## [ACTIONS TO TAKE]
1: Translate this sentence from the text on Call of Duty: Ghosts into Spanish: "Call of Duty: Ghosts was released on November 5, 2013 for Windows, and is available through several digital distribution channels."
2: Pull out each line of the records that contains the word "wearing".

## [TEXT PASSAGE]
The Call of Duty series does not need a long introduction as it is one of the most popular game series around. The newest addition to the series, Call of Duty: Ghosts, has a rather difficult task: to launch on four current gen platforms and two next-gen platforms in a very short time-frame. We are going to look at how the PC version is performing, what effects are the most demanding on your system and the overall quality of the port.

 

Call of Duty: Ghosts was released on November 5, 2013 for Windows, and is available through several digital distribution channels.

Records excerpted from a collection
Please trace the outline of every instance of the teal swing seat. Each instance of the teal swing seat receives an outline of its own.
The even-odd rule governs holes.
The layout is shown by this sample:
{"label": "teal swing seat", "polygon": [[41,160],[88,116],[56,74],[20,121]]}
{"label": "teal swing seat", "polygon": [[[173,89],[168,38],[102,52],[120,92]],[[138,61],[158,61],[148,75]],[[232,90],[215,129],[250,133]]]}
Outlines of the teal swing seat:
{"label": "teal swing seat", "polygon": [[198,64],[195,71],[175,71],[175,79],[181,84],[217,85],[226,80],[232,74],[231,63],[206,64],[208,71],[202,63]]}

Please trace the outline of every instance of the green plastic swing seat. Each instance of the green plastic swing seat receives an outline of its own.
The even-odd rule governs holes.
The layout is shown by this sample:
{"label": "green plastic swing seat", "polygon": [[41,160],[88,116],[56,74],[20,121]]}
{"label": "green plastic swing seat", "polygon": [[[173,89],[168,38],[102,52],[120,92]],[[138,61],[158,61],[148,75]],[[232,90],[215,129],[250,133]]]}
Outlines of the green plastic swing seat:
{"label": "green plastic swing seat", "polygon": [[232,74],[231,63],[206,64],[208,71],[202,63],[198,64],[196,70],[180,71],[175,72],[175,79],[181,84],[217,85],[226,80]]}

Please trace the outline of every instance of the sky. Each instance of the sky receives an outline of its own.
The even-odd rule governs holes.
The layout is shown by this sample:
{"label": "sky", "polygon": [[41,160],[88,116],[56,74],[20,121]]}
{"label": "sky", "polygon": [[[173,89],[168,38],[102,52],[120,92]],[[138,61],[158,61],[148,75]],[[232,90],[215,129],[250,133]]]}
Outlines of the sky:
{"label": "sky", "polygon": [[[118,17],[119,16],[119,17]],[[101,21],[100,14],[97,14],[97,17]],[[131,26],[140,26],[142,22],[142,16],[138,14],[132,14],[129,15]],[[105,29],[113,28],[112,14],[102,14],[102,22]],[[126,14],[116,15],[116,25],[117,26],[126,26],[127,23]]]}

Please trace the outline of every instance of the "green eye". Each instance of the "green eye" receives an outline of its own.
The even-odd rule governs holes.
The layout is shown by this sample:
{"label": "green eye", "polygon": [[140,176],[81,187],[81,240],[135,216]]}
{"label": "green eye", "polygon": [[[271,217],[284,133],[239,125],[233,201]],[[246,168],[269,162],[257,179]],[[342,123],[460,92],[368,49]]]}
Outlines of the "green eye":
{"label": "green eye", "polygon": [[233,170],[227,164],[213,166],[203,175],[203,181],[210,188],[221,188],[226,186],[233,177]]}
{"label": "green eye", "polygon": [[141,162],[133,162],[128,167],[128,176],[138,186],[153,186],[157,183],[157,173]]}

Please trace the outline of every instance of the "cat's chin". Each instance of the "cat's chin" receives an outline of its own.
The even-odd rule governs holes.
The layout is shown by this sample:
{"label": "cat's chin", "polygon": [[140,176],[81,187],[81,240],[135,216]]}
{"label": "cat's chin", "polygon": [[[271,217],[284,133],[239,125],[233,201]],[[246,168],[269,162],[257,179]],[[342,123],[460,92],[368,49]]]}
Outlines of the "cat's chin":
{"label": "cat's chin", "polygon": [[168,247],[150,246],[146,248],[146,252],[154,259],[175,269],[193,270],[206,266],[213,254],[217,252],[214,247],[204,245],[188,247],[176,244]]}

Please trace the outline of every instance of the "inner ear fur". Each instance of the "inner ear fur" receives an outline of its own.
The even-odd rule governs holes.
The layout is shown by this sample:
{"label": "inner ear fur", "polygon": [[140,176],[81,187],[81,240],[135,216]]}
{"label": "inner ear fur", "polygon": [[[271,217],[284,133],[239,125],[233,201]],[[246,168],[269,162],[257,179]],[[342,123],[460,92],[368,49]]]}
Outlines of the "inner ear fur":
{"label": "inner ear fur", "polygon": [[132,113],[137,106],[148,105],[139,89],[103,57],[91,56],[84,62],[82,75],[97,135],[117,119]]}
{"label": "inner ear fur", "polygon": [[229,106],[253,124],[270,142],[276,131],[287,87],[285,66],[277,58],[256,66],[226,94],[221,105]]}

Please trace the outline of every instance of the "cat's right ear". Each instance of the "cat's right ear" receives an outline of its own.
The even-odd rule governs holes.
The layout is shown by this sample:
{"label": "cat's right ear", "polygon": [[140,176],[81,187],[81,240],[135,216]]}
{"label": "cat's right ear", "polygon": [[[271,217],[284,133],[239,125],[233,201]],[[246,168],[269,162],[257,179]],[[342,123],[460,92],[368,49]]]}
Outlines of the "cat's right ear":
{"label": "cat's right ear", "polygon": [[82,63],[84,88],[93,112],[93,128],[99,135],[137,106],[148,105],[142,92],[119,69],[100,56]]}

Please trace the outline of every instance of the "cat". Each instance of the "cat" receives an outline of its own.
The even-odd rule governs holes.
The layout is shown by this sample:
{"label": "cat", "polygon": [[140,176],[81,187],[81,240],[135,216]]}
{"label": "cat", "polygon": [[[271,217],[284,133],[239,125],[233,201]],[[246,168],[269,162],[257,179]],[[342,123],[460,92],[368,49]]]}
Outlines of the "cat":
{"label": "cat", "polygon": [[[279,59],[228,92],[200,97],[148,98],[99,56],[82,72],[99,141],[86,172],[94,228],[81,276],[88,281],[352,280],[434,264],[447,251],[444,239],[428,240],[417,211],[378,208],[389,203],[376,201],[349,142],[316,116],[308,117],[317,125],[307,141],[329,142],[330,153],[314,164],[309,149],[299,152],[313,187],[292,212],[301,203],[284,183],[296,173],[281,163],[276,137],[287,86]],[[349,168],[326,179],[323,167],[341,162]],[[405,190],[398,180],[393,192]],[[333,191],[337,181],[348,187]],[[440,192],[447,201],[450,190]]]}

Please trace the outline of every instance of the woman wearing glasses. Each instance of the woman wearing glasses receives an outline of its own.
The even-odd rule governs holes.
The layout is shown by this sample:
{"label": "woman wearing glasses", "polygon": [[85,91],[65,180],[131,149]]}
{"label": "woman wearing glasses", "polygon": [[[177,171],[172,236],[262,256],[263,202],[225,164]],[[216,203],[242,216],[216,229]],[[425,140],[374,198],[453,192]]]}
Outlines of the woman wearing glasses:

## [COMPLETE ANSWERS]
1: Call of Duty: Ghosts se lanzó el 5 de noviembre de 2013 para Windows y está disponible a través de varios canales de distribución digital.

2:
Please trace the outline of every instance of the woman wearing glasses. Each instance of the woman wearing glasses receives an outline of its own.
{"label": "woman wearing glasses", "polygon": [[85,91],[65,180],[131,149]]}
{"label": "woman wearing glasses", "polygon": [[[177,171],[172,236],[262,256],[263,202],[225,164]],[[216,203],[242,216],[216,229]],[[425,140],[374,198],[453,192]]]}
Outlines of the woman wearing glasses:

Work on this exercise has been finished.